● Source passage:
— Begin —

By Ivan Eland
The Saudi regime has long been correctly criticized—including during the recent LIV golf saga—for its abysmal human rights record, including the suppression of dissent at home and the murder of dissident Jamal Khashoggi in the Saudi consulate in Istanbul, Turkey.
And under Mohammed bin Salman’s (MBS’s) leadership, Saudi foreign policy was initially fairly aggressive—for example, its regional rivalry with Iran, sanctions against Qatar for being too friendly to Iran, and the aggressive prosecution of a regional war in Yemen against the Iran-backed Houthi rebels that has killed way too many civilians. Yet as MBS’ leadership has matured, so has Saudi foreign policy into a more pragmatic and neutral stance, resulting in greater effectiveness.
The prince has seen three American presidents who want to cut back on American engagement in the Middle East, he feels that Saudi Arabia must do more for itself and its own security. For example, MBS refused to follow the United States and the West into imposing sanctions on Russia for its invasion of Ukraine; instead, the kingdom increased its imports of Russian petroleum products. In addition, Riyadh has diversified its foreign relations in general and especially with China, the largest buyer of Saudi oil and its greatest trading partner. The fruits of better relations with China have been realized with successful Chinese mediation between Iran and the kingdom, restoring diplomatic relations. This rapprochement may also help quell or solve other conflicts between the two countries in the Middle East, especially the brutal Saudi bog in Yemen.
However, Saudis are clearly trying to broaden their foreign policy, in part, to get the United States to pay more attention to the oil-soaked kingdom. The kingdom’s officials haven’t been subtle about this blackmail, claiming they preferred the United States to be their principal ally but needed to broaden their diplomatic horizons, given the lack of U.S. commitment. They have noted that former President Donald Trump did nothing in 2019 when drone and missile attacks on Saudi oil facilities—allegedly masterminded by their then-arch foe Iran—temporarily stifled roughly half of the nation’s oil output. The Biden administration hasn’t been spared either. MBS is quite conscious of how, during the 2020 election, then-candidate Joe Biden promised to make the Saudi prince a “pariah” over the killing of Khashoggi. Two years later, the Biden administration was angered when MBS allowed the OPEC+ oil cartel to cut production, raising short-term oil prices before the U.S. midterm elections.

— End —

● Extracted data:
— Begin —

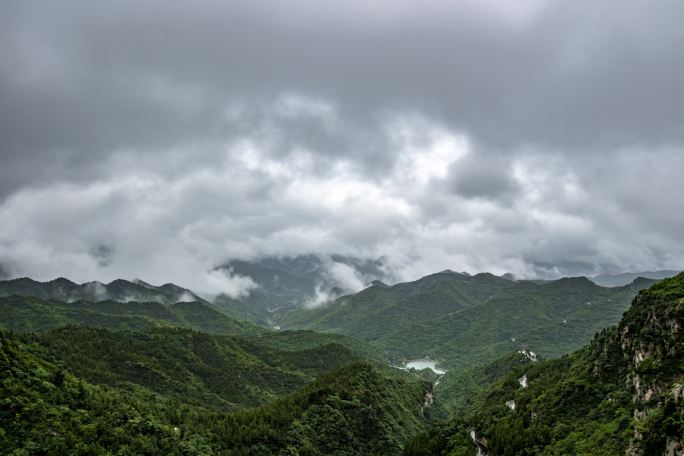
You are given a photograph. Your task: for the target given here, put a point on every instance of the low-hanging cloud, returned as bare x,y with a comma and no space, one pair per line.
152,141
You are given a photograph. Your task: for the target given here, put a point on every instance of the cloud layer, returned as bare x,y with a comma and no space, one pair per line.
160,140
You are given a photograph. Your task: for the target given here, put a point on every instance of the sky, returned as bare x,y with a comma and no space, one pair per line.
161,139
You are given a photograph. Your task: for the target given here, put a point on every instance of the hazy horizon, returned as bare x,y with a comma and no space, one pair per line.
161,140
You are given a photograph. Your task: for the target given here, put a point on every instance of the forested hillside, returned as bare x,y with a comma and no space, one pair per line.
45,409
621,394
464,320
62,289
19,313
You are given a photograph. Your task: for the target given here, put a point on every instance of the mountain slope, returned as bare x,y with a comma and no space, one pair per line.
18,313
287,282
355,410
466,320
220,372
621,394
62,289
618,280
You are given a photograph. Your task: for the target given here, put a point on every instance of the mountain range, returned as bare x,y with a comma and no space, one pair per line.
531,368
462,320
621,394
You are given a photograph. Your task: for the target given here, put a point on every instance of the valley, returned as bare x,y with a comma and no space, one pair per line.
475,354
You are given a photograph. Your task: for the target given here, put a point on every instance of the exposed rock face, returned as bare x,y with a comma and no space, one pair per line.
652,344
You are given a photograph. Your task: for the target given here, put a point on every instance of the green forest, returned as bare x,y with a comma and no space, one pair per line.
80,378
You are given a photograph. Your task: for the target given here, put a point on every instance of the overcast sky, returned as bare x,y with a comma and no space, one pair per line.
159,139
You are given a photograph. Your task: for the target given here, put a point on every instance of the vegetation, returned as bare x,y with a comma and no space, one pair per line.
19,313
622,392
45,409
118,290
465,321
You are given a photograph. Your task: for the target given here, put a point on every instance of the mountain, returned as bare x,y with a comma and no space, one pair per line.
19,313
215,371
284,283
356,409
621,394
62,289
463,320
618,280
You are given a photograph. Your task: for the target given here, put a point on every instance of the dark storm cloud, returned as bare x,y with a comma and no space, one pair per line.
490,135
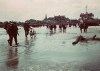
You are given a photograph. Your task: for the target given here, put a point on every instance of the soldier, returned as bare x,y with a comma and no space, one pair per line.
26,29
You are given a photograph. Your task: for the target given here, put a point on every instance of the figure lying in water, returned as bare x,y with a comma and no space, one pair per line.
82,39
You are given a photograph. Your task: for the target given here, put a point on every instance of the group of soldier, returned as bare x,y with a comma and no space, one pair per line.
12,31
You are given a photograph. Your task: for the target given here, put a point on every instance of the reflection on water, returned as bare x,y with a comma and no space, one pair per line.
12,60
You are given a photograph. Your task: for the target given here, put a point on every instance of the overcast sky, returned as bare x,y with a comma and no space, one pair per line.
21,10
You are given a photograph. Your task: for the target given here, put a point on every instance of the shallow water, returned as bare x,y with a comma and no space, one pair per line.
51,51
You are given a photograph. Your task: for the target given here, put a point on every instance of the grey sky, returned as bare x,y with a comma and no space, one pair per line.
21,10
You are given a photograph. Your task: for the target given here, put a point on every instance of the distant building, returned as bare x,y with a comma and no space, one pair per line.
88,18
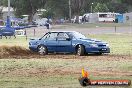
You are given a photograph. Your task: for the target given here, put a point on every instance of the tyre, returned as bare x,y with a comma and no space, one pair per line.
80,50
42,50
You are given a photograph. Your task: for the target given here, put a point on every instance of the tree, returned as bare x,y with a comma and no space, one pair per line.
28,7
101,8
77,6
57,9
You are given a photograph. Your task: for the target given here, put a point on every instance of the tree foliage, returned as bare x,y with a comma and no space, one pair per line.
28,7
101,8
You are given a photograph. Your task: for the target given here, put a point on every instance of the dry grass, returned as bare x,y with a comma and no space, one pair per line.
8,51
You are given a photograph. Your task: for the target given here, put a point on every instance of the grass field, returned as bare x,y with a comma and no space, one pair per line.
93,25
119,43
63,71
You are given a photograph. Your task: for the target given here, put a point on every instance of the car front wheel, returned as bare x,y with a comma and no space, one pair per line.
42,50
80,50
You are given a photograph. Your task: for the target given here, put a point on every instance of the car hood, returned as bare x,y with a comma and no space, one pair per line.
93,41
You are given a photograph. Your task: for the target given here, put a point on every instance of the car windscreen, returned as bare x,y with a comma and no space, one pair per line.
77,35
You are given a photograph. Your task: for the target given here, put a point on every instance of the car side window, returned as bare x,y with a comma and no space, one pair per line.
52,36
62,36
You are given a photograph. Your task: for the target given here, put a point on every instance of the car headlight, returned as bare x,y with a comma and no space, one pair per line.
93,45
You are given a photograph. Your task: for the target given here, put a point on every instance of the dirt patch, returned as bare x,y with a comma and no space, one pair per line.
17,52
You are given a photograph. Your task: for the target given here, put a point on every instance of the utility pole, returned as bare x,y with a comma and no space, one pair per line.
8,7
70,11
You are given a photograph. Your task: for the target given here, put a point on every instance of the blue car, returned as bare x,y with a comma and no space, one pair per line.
68,42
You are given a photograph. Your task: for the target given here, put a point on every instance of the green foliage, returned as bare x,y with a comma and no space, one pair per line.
101,8
117,7
28,7
57,8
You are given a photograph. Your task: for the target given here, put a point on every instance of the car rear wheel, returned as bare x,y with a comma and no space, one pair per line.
42,50
98,53
80,50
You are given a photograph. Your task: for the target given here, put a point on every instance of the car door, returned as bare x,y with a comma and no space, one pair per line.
51,42
64,43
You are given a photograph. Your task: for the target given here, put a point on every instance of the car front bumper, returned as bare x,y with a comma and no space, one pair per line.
97,50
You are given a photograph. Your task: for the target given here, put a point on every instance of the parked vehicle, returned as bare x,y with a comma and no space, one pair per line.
68,42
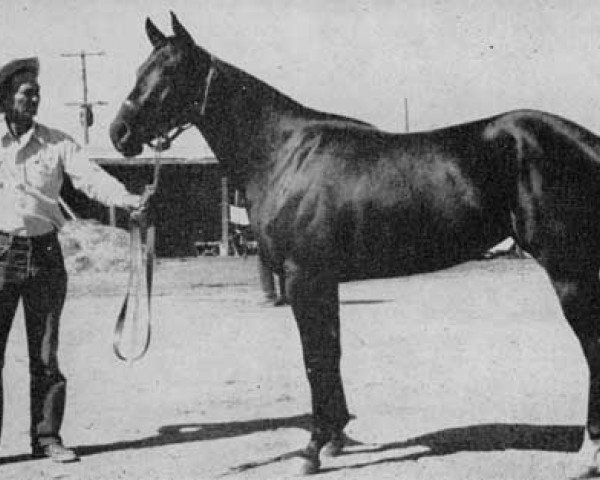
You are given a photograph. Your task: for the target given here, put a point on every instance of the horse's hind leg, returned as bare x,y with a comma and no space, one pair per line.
315,303
578,288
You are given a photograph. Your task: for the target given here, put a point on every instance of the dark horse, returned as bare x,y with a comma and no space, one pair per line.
334,199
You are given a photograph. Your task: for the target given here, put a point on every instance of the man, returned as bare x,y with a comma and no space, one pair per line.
33,162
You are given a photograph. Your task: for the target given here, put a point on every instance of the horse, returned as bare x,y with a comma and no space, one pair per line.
334,199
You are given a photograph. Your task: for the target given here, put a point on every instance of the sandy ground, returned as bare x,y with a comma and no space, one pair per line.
469,373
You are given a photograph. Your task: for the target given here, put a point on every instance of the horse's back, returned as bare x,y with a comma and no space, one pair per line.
369,203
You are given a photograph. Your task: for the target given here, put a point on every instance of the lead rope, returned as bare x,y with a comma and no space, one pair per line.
141,224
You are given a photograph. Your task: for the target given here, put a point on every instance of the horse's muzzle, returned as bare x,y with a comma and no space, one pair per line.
123,139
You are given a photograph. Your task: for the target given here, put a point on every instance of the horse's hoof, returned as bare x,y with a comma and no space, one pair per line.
333,448
309,466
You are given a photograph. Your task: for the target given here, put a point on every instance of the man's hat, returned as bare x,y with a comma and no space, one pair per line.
31,64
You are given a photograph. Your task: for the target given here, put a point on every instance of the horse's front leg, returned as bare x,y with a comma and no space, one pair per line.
315,303
579,295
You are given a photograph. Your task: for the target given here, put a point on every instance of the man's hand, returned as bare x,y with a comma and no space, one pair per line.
132,202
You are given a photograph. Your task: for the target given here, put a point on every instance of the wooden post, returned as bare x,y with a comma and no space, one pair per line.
224,250
112,216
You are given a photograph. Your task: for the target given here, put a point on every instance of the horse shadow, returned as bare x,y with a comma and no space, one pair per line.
473,438
476,438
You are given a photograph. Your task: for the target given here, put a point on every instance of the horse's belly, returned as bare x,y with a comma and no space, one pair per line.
381,254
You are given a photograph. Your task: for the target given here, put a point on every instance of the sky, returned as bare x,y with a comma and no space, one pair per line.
453,60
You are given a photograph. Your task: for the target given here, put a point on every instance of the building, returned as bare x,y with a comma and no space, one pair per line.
188,199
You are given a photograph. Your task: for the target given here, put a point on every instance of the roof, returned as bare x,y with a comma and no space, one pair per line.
151,160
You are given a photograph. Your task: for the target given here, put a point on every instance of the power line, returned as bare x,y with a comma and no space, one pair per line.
85,106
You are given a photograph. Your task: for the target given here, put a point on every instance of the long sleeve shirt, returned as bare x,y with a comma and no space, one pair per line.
32,170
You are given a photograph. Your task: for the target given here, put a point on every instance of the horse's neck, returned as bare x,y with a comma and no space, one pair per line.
245,119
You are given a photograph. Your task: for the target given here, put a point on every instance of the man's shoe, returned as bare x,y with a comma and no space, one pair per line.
56,452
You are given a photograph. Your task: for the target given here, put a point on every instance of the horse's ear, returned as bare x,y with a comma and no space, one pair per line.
155,36
179,30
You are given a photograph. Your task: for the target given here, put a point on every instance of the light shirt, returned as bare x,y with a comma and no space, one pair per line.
32,170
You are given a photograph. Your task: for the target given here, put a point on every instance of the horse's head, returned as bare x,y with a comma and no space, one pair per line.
169,92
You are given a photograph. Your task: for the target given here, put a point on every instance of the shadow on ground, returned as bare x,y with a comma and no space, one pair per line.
475,438
478,438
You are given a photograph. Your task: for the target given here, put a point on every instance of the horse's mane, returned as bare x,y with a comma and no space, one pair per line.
279,100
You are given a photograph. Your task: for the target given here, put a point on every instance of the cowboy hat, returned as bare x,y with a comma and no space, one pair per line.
18,65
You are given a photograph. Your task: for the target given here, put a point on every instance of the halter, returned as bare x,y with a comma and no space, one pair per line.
163,141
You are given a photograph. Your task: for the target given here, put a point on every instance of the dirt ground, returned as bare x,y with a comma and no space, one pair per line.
469,373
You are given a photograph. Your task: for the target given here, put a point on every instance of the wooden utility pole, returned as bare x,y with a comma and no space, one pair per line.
85,105
224,251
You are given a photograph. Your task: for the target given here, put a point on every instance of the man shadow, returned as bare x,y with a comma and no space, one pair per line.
473,438
186,433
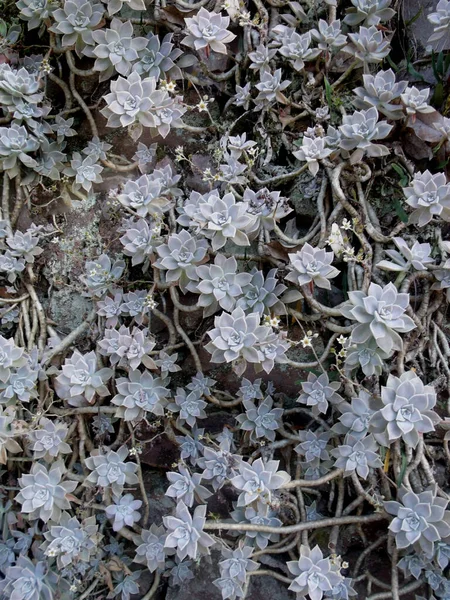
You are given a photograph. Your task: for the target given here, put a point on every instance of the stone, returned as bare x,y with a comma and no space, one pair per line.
68,309
201,588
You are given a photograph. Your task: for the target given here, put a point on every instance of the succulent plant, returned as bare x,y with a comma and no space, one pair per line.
429,195
151,551
312,265
76,21
111,308
42,493
158,58
369,12
270,87
139,240
116,49
380,315
406,412
21,386
7,441
15,145
258,481
314,574
139,394
443,280
413,564
101,274
219,284
136,304
420,520
124,511
329,36
136,100
36,11
71,541
360,129
110,470
85,170
261,57
312,151
186,486
342,590
49,440
261,421
201,384
181,572
415,101
144,196
367,356
236,335
28,580
168,180
318,391
97,148
381,91
19,85
189,405
250,515
127,348
191,447
180,256
185,532
296,48
219,465
313,445
234,569
218,219
442,555
11,265
267,207
250,390
80,380
11,357
208,31
357,455
355,416
243,95
369,45
63,128
24,245
418,257
440,20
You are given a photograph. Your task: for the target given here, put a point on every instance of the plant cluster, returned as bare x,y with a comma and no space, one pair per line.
319,343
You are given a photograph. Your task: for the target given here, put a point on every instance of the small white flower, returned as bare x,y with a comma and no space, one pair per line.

— End —

● Problems to solve:
A) Using the article on Saudi foreign policy, mark each statement yes or no, and back each answer with the deciding words quoted from the article. (i) Saudi Arabia joined Western sanctions on Russia over its invasion of Ukraine. (ii) China is the largest buyer of Saudi oil. (iii) Iran mediated the restoration of diplomatic relations between China and Saudi Arabia.
B) Reproduce, word for word, everything in the article on Saudi foreign policy from "By Ivan Eland" down to "in Istanbul, Turkey.".
The items play no part here.

● Responses in order:
A)
(i) No: "MBS refused to follow the United States and the West into imposing sanctions on Russia for its invasion of Ukraine"
(ii) Yes: "China, the largest buyer of Saudi oil and its greatest trading partner"
(iii) No: "successful Chinese mediation between Iran and the kingdom, restoring diplomatic relations"

B)
By Ivan Eland
The Saudi regime has long been correctly criticized—including during the recent LIV golf saga—for its abysmal human rights record, including the suppression of dissent at home and the murder of dissident Jamal Khashoggi in the Saudi consulate in Istanbul, Turkey.